**Work request**
Where the string "green" shows up in a line of the records, copy that line.

**Provided data**
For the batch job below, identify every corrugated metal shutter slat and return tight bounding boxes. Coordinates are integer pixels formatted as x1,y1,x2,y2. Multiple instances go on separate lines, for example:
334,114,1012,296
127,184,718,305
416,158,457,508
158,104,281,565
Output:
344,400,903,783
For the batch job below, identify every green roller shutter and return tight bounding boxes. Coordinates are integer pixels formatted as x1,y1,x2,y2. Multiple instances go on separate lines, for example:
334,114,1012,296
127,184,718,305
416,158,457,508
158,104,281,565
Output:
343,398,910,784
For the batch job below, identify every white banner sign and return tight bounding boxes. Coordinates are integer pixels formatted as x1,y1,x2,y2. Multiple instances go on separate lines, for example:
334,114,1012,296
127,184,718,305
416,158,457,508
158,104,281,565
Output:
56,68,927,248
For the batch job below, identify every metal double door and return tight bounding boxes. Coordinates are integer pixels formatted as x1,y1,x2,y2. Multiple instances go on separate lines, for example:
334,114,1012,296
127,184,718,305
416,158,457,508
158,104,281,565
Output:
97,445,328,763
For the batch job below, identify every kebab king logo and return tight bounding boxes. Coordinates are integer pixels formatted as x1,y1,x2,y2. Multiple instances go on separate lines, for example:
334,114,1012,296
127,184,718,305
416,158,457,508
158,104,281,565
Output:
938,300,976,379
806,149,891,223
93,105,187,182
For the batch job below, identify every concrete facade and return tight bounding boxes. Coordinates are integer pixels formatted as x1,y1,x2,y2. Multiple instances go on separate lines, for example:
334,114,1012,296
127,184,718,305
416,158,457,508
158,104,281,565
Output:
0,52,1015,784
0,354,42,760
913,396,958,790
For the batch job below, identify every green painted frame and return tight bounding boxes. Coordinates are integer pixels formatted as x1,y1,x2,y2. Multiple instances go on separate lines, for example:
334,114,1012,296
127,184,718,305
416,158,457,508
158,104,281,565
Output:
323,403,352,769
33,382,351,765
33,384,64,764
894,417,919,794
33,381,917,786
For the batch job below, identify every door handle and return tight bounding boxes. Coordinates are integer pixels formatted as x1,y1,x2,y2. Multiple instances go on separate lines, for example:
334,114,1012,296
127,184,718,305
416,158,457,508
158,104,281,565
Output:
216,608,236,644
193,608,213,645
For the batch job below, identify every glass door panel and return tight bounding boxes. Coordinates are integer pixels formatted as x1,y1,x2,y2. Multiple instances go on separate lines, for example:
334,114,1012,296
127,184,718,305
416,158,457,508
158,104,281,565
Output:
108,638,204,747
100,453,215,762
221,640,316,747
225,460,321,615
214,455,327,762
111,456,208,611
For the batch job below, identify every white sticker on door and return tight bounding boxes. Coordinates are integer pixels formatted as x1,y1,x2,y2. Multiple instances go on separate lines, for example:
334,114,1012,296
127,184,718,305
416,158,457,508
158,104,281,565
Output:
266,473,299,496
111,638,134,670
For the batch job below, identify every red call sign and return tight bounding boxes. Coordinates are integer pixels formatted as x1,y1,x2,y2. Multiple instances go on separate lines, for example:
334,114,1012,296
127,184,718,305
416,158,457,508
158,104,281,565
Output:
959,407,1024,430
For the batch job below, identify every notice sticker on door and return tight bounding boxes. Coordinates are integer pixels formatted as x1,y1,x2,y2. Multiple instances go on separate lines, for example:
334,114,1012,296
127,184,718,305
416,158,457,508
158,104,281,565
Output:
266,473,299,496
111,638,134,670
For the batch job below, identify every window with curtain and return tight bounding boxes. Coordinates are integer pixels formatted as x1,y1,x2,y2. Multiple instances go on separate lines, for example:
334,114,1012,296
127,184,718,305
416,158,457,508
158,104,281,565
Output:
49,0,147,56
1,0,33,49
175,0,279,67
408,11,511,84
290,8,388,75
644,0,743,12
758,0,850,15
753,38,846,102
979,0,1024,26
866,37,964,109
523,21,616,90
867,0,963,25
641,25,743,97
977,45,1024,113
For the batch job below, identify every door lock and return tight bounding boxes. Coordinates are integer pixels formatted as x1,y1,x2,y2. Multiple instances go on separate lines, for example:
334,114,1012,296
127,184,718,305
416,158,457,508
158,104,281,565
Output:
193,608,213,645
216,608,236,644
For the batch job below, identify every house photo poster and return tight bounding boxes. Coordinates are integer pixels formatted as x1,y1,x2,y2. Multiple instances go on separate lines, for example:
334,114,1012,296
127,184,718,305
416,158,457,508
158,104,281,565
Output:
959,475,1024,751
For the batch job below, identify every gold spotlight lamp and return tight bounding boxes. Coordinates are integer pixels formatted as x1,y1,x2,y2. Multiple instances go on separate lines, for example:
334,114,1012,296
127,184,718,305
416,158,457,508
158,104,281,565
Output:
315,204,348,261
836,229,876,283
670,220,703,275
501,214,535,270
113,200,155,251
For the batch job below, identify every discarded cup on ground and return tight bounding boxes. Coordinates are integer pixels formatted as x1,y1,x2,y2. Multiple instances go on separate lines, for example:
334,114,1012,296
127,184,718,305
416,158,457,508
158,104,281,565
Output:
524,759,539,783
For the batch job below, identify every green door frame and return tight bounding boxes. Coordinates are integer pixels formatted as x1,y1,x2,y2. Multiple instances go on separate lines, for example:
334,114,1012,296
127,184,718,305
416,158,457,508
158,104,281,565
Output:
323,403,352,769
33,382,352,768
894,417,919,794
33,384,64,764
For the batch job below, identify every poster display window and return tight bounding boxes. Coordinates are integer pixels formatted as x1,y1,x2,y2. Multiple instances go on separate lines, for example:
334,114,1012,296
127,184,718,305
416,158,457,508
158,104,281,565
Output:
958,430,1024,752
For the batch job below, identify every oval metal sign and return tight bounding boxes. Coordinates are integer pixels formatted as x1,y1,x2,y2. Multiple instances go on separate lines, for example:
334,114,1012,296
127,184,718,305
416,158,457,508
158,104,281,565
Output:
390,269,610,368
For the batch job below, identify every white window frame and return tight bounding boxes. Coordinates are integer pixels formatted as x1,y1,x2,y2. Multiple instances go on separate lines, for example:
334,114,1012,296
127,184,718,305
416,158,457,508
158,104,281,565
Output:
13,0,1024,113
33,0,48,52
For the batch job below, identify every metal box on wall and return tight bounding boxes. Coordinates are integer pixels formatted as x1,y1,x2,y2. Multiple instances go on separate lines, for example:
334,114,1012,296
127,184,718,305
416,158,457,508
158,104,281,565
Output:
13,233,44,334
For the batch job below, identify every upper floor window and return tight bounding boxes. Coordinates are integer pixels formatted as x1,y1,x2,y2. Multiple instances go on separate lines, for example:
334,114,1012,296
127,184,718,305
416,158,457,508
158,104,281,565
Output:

**Answer box**
For the batch job below, identify every green roller shutter and return tight bounding boxes. Coordinates are integer pixels formatted as x1,y1,x2,y2. Multiple instances go on separate lines, for example:
For the batch job below, identify every green painted frame and return tight bounding boxes. Coordinates are integer pixels formatted as x1,y1,x2,y2. Multiple instances go on separate lines, for example:
For the batch job below, identify every green door frame and return tight bounding boxes. Coordinates are integer pixels formatted as x1,y1,x2,y2. Multiple instances go on separate lines, for example:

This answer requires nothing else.